Objectif:
Poursuivez le communiqué de presse sur l'exposition de Claude Cortinovis à la Keitelman Gallery, à partir de sa dernière phrase.

Extrait du document:
"""

PRESS RELEASE
La Keitelman Gallery est heureuse de présenter la troisième exposition personnelle de l'artiste suisse Claude Cortinovis.
Là où le monde de l'art sollicite tant et plus les artistes et attend d'eux qu'ils aient une production très fournie susceptible de répondre à ses multiples exigences, Cortinovis fait lui le pari du temps et de la parcimonie en ne créant que quelques œuvres par an. C'est que le processus de travail, sa durée, son rituel, sont des paramètres fondamentaux de son œuvre. Tout se passe comme s'il était question chez lui d'appréhender le temps et de prendre la mesure des effets de dilatation qu'il suscite silencieusement.

"""

Informations fournies:
"""

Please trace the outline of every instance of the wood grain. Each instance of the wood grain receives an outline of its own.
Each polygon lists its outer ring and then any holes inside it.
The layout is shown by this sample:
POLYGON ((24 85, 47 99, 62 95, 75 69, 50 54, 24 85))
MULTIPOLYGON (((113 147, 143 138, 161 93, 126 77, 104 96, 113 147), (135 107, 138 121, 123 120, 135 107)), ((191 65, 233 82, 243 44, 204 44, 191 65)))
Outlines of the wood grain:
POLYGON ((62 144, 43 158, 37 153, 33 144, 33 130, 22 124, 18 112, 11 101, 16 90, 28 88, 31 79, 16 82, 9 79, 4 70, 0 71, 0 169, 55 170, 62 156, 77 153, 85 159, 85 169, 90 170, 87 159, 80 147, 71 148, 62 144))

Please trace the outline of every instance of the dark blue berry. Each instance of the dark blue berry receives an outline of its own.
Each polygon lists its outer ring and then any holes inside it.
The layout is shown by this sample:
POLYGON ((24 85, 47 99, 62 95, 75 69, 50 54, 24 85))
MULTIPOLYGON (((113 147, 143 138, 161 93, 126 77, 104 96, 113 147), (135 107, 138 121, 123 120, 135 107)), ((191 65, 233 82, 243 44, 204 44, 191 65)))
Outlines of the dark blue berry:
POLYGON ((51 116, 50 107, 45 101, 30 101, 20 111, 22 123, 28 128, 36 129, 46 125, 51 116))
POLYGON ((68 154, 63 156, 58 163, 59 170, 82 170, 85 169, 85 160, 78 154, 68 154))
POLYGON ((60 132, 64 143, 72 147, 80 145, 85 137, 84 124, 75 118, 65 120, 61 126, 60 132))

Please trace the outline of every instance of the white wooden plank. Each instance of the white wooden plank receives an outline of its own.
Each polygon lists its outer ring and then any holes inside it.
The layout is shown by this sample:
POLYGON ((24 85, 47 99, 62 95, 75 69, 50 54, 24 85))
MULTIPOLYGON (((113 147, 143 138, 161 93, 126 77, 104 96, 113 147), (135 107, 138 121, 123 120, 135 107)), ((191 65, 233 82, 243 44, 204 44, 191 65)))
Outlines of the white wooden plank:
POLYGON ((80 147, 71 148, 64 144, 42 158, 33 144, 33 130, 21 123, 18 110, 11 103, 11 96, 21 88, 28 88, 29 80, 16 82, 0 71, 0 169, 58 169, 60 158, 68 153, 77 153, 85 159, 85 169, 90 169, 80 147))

"""

Réponse attendue:
Claude Cortinovis présente ainsi dans cette exposition une petite dizaine d'œuvres inédites tout au plus qui, pour sembler simples sur le plan des sujets, sont façonnées avec énormément de raffinement dans le détail. Ce sont des dessins composés de milliers de petits carrés (soit des dessins « mis au cordeau », comme en réalisaient déjà les artistes de la Renaissance qui se servaient de cette technique de composition pour mieux appréhender les proportions et les enjeux de perspective de chaque nouveau sujet) que Cortinovis a patiemment rempli de différentes couleurs, en se servant de petits tampons enduits d'encre. Il en résulte des images à l'allure « pixellisée », telles qu'on en voit dans le monde numérique, à ceci près qu'elles ne sont pas produites ici par des machines mais via un lent travail manuel laissant, dans son sillage, mille et une imperfections s'apparentant à autant de nuances, de manières de donner à l'image une vibration, une incarnation.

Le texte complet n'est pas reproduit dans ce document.